— START DATA FOR THE TASK —
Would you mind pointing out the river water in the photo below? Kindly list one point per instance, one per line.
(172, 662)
— END DATA FOR THE TASK —
— START DATA FOR THE TASK —
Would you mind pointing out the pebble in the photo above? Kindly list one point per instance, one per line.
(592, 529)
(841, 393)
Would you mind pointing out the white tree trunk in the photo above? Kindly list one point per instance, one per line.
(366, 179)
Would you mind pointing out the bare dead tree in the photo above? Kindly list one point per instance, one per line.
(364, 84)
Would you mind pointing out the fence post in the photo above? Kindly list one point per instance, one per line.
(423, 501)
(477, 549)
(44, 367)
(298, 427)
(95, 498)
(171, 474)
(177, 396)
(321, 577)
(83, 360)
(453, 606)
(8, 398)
— END DATA FOR THE TASK —
— START DATA FOR THE TASK —
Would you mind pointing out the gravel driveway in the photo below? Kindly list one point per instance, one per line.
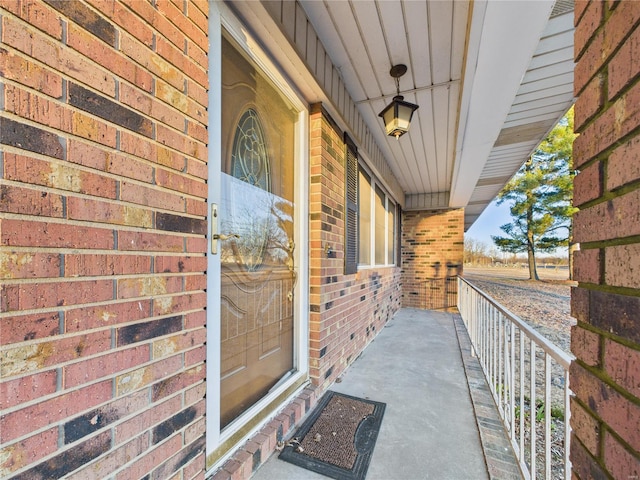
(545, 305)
— END DATA FOR THE TASK —
GIVEN TASK - Please count how many lines of the preceding material contain the word "above", and reply with that number alone.

EXERCISE RESULT - 4